# The request
Quote each of the lines below word for word, keeping their order.

---- Stored records

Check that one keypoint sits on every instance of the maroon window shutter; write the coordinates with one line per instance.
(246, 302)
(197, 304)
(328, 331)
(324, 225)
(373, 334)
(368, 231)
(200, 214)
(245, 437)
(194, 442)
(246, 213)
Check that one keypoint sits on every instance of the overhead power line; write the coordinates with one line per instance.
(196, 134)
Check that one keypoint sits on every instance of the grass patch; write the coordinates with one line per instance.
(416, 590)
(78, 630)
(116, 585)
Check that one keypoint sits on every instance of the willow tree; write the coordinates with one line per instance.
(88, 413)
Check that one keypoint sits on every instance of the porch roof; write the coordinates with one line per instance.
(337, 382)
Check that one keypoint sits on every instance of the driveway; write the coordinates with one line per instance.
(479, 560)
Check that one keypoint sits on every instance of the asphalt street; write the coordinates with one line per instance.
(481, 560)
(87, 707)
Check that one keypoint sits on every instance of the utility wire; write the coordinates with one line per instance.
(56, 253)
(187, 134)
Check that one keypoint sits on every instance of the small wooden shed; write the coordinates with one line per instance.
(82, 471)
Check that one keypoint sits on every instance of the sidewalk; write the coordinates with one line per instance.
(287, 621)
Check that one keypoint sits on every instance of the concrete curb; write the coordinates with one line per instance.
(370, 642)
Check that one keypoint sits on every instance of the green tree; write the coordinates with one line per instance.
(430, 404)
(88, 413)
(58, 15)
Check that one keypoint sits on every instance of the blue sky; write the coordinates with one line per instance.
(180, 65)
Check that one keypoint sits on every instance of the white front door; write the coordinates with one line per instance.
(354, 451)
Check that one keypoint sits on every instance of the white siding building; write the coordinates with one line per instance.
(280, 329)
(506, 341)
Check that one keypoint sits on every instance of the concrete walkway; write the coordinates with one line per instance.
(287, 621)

--------

# Result for this exercise
Check that one keypoint sits on every instance of the maroon window shutter; write the coordinates with one line per instance.
(246, 302)
(197, 304)
(328, 331)
(324, 225)
(373, 334)
(368, 231)
(200, 214)
(245, 437)
(194, 442)
(246, 213)
Check that one keypoint sits on every instance of the overhead power line; write the coordinates with one line per instance.
(196, 134)
Check that one keypoint sits on every instance of the grass patch; write the coordinates with one line per instance.
(416, 590)
(78, 630)
(116, 585)
Check that one keypoint sits on every instance of the willow tree; write the coordinates with one line per instance.
(88, 413)
Check that one keypoint sits on every instance of the porch roof; write the coordinates with one line per instance.
(337, 382)
Check that one keypoint sits on every instance of the driveway; write the coordinates with one line per instance.
(479, 560)
Check that one keypoint sits on every instance of the asphalt street; write the coordinates with one line per instance.
(481, 560)
(87, 707)
Check that one keypoint sits on every instance of the utility wire; write the coordinates with one line per instance.
(56, 253)
(187, 134)
Check that one keypoint sits on every instance of the small wooden shed; write the coordinates with one line per instance.
(82, 471)
Check that one keypoint sits on every instance of the sidewalk; write the coordinates with one line per instance.
(287, 621)
Check that one keypoint sits on every instance of the concrete curb; write the coordinates with one line per instance.
(370, 642)
Check that one keypoint sits on every instance of the green tree; write the coordinates with one line per instance.
(430, 404)
(88, 413)
(58, 15)
Check that one keypoint sits on every instance of the blue sky; write the coordinates with one line per instance.
(180, 65)
Check that one keypoint sits on every instance of the white front door; write the coordinates with one line per instance.
(354, 451)
Check that one keypoint sits on every instance of the white siding building; write the coordinates with one line per instance.
(280, 329)
(506, 341)
Check that one keypoint sits on every instance of the concrete walkway; write the coordinates with one line per instance.
(287, 621)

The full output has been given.